Certaines œuvres exposées sont susceptibles de heurter la sensibilité du jeune public.

Après avoir été présentée à la Pinacoteca Agnelli (Turin), l’exposition « Strike » consacrée à l’artiste Lee Lozano (1930-1999) investit la Bourse de Commerce à Paris et rassemble treize œuvres emblématiques de la Collection Pinault. Conçue par Sarah Cosulich et Lucrezia Calabrò Visconti, en collaboration avec Pinault Collection, elle montre pour la première fois au sein d’une institution française l’œuvre de l’artiste, dans la continuité de la saison « Mythologies américaines » : un ensemble d’expositions individuelles — Mike Kelley, Mira  Schor et Ser Serpas — marquées par les contre-cultures et le refus de suivre les règles du jeu.

L’exposition « Strike » rassemble une vaste sélection d’œuvres réalisées par Lee Lozano, couvrant l’ensemble de sa brève — mais néanmoins extrêmement prolifique — carrière, qui s’étend de 1960 à 1972. Formée à la peinture à Chicago, Lozano s’installa à New York au début de sa carrière et rencontra rapidement la notoriété au sein de la scène artistique des années 60, où elle proposa un oeuvre protéiforme qui se distingua par son originalité. Lozano affronta un environnement artistique dominé par le Pop Art, le minimalisme et l’art conceptuel au moyen de la peinture notamment. Elle prit part au contexte artistique et social de l’époque tout en conservant une attitude radicale et en s’opposant à toute forme de classification et de pouvoir systémique.

Le titre de l’exposition offre une réflexion sur la polysémie du mot « strike ». En tant que verbe, « to strike » (frapper) manifeste une action violente, une explosion d’énergie incontrôlable qui pourrait être le fait d’un corps humain, d’un outil ou d’une arme. En tant que nom, « strike » (« grève », en français), évoque le refus radical d’effectuer un travail, en référence au célèbre General Strike Piece (1969) de Lozano, qui signale sa première tentative de désengagement du monde de l’art. Provocatrices, ludiques et non moins mortifères les « strikes » de Lozano étaient adressés à l’art tout autant qu’aux dimensions sociale, émotionnelle et politique de sa propre existence.

====================

### [Travail à faire]
(a) D'après le texte extrait, de quelle année à quelle année s'étend la carrière de Lee Lozano ?
(b) Pouvez-vous réécrire sous forme de liste plus courte le paragraphe du texte extrait qui commence par « Le titre de l'exposition offre », en gardant ses faits principaux ?

### [Extraits des lignes]
====================

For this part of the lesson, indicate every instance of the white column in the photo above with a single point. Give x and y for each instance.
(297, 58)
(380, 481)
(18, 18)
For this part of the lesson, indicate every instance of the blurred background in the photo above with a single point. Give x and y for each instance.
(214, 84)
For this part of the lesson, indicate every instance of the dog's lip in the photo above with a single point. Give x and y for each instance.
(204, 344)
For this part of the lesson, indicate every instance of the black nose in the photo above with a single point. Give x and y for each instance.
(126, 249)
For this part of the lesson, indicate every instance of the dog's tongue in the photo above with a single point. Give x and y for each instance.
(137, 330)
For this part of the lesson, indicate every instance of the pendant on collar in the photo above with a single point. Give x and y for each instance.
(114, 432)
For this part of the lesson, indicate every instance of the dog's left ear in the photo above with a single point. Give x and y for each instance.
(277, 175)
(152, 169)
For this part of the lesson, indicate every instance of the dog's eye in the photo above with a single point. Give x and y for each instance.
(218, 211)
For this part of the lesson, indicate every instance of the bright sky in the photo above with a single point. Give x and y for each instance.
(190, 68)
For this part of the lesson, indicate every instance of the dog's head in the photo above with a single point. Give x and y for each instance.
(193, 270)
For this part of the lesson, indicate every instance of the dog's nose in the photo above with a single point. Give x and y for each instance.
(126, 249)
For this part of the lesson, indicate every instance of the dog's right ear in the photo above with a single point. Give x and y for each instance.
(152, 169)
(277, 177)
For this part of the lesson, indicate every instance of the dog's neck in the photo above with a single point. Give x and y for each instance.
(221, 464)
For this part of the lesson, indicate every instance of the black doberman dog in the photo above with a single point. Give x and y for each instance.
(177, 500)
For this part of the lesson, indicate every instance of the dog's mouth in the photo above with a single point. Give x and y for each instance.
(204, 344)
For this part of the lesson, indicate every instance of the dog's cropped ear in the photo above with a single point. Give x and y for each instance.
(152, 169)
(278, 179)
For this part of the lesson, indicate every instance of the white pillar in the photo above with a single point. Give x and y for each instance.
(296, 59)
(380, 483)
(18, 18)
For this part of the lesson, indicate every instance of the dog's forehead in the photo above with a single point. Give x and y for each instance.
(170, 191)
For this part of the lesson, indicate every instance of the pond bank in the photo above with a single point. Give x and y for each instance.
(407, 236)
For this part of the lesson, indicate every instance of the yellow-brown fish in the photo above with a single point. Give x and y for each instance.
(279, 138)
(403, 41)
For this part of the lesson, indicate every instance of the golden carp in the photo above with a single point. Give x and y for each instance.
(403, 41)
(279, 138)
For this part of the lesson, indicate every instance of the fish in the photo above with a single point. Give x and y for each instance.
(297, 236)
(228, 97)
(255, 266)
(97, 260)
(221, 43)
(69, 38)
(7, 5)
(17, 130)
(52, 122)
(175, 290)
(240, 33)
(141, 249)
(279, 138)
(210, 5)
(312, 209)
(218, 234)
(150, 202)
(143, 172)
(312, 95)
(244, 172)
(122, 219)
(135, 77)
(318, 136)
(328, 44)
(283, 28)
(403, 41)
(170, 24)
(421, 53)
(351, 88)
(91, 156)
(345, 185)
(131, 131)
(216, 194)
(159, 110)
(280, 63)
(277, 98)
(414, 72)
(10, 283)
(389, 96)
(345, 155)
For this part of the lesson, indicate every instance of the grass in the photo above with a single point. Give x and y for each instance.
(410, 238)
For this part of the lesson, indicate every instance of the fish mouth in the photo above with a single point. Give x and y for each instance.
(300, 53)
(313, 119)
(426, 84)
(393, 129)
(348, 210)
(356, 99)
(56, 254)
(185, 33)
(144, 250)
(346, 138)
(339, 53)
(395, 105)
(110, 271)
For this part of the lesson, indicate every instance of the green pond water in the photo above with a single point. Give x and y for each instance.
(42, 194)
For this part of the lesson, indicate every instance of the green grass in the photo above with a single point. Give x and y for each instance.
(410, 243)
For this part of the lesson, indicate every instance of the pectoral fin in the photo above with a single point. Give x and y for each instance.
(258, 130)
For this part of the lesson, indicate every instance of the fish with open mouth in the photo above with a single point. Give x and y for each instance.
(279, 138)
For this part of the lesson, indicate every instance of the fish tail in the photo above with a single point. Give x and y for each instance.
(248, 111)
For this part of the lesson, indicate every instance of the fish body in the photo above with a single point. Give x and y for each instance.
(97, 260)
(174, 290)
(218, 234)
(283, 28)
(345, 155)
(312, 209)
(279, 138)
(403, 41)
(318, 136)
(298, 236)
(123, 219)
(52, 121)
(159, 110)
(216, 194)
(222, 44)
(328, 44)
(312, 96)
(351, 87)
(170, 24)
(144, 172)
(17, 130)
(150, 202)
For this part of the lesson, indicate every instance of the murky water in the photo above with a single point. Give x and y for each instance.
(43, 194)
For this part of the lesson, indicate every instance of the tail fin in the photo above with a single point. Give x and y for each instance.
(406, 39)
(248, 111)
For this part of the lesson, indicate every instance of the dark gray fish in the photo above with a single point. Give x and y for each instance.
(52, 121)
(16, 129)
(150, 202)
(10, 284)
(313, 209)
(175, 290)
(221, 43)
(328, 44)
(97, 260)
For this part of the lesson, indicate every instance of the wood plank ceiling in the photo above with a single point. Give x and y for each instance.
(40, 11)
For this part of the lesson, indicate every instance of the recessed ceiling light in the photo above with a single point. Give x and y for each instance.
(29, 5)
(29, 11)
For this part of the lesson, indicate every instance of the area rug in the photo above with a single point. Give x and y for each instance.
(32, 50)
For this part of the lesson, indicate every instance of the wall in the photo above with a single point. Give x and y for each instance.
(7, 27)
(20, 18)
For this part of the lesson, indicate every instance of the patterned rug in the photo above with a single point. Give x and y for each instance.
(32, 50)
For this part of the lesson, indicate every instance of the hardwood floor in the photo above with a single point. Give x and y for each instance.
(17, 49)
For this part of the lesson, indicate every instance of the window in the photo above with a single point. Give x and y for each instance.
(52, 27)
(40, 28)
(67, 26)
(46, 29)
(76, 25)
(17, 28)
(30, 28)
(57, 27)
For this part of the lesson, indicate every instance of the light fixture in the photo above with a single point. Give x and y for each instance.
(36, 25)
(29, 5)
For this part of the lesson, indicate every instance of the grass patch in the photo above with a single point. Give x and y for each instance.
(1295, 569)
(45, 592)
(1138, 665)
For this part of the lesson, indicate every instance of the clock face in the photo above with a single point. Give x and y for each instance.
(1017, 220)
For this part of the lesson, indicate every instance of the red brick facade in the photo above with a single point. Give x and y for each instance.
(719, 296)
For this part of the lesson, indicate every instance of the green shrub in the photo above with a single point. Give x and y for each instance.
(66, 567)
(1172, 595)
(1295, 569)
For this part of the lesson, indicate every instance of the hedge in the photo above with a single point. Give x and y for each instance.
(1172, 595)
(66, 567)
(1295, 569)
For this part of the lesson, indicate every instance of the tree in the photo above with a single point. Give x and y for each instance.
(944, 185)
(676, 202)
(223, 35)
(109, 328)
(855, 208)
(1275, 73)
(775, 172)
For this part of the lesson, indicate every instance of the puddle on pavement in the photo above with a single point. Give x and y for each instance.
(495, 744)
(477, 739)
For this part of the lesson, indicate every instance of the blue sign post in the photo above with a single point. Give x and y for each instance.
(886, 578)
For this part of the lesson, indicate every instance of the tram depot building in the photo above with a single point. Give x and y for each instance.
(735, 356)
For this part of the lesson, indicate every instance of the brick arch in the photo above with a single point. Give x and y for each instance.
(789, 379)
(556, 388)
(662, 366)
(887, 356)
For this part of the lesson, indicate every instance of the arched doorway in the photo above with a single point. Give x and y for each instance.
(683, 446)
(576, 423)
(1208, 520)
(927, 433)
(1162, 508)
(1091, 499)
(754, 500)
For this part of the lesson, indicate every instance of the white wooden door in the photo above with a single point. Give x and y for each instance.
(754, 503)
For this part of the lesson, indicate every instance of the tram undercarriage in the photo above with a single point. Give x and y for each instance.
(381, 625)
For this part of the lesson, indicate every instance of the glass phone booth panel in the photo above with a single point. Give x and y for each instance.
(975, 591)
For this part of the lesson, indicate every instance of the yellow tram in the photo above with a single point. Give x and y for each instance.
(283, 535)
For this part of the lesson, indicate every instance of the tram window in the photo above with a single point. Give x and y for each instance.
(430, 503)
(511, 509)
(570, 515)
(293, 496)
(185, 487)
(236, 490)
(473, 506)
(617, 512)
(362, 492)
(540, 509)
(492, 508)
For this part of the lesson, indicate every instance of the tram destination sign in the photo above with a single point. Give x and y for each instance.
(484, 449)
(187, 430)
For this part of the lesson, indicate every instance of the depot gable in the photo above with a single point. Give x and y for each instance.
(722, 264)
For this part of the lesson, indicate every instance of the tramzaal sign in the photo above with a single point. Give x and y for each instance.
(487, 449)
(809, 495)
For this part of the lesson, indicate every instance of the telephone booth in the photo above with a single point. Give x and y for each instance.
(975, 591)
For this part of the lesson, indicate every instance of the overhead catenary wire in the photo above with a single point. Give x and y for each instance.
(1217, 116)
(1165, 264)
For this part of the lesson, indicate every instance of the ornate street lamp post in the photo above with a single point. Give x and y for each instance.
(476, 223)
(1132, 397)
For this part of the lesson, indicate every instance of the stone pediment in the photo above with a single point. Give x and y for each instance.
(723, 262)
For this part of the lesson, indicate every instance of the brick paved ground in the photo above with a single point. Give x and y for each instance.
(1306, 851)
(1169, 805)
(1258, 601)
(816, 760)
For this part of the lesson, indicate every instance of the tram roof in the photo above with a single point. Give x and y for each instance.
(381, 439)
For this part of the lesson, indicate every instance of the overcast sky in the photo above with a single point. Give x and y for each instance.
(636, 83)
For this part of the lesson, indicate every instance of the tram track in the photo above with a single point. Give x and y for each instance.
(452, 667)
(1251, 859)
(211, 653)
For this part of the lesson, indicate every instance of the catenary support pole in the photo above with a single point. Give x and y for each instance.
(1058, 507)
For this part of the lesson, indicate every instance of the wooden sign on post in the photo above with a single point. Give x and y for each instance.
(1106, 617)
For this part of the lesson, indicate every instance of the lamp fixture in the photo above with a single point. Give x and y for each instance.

====================

### [Réponses données]
(a) De 1960 à 1972.

(b)
- Le titre joue sur les différents sens du mot « strike ».
- Comme verbe, « to strike » (frapper) désigne une action violente, une explosion d'énergie incontrôlable venant d'un corps, d'un outil ou d'une arme.
- Comme nom, « strike » signifie « grève ». C'est le refus radical de travailler, en référence au General Strike Piece (1969), première tentative de Lozano de se désengager du monde de l'art.
- Provocateurs, ludiques et mortifères, les « strikes » de Lozano visaient l'art autant que les dimensions sociale, émotionnelle et politique de sa vie.